====== PASSAGE PROVIDED

Tag Archives: children’s literature

A short walk

Philip M. Isaacson, A Short Walk Around the Pyramids & Through the World of Art (Knopf 1993)

I don’t do much re-reading of old favourites. Maybe I should. I first read this when it was new, with an eye to possibly publishing an excerpt in the School Magazine. (We had reviewed and excerpted Philip M Isaacson’s marvellous first book, Round Buildings, Square Buildings, & Buildings that Wiggle Like a Fish.) I picked it up again today because Penny had taken it to read to Mollie in the nursing home, and reported that it had been a great success – not just for the photographs of the pyramids, but also for the actual reading-aloud, at least of the first few pages.

It’s a minor miracle of a book. The author is an art critic, writing a general introduction to art for young readers, and he manages to do it without a whiff of the pedagogical. Hayao Myazaki’s motto, ‘Get lost along with us,’ seem to apply. We go from the Egyptian pyramids, by way of the Parthenon and African traditional art, to Jacques Lipchitz, Alexander Calder, painters including Vermeer, Monet and Gauguin, and then on to photography, industrial design, urban design, all at a leisurely stroll. It’s not a lesson, but a lively conversation, with at least colour illustrations.  The imagined reader / interlocutor may be a child, but I can’t see any upper age limit on those who might enjoy it.

One question: If the Step Pyramid, which dates from a little more than 4600 years ago, is ‘among the oldest works of art in the world’, what does that say about the rock paintings in Australia and elsewhere that are closer to 30 000 years old?

Fantastic and not so fantastic Mr Fox

Roald Dahl, illustrated by Jill Bennett, Fantastic Mr Fox (1970, Puffin 1974)

I came out of  Wes Anderson’s Fantastic Mr Fox wondering if I oughtn’t reconsider my devotion to the cinema. The film is brilliant, witty, beautifully performed all round, and – for me – a totally pointless experience. Was this like the moment when a 12 month old child decides that the breast is history? (That moment in the life of one of our sons, incidentally, happened in the cinema: he wouldn’t accept his mother’s breast and insisted on crying loudly. The movie was The Turning Point. True.) Then I remembered my last five outings to the pictures, and I’m looking forward to the next sip of mother’s milk. I did, however, feel the need to read Roald Dahl’s book on which the film was based.

============

> THE REQUEST:
Reproduce the children's literature post word for word, beginning at the words "One question: If" and stopping after "000 years old?".

====== SUPPLIED INFORMATION

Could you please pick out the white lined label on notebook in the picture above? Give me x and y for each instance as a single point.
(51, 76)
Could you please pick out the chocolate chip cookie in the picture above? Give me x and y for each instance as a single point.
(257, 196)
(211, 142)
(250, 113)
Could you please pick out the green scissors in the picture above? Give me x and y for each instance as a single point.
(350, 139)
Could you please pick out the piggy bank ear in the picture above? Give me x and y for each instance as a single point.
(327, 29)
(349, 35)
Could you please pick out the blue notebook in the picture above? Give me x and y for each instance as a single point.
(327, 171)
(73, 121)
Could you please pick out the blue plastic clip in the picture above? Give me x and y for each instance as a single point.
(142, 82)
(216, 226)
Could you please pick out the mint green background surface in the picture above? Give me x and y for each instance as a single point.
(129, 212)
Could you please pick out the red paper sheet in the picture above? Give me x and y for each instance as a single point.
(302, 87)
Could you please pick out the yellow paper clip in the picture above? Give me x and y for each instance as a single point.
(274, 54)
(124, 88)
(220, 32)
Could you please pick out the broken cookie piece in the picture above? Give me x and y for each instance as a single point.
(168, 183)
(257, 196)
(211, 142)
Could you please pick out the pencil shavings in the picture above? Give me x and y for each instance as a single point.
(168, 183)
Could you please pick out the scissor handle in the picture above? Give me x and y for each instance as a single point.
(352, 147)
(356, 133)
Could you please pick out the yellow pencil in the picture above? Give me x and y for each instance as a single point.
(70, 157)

============

> CORRECT OUTPUT:
One question: If the Step Pyramid, which dates from a little more than 4600 years ago, is ‘among the oldest works of art in the world’, what does that say about the rock paintings in Australia and elsewhere that are closer to 30 000 years old?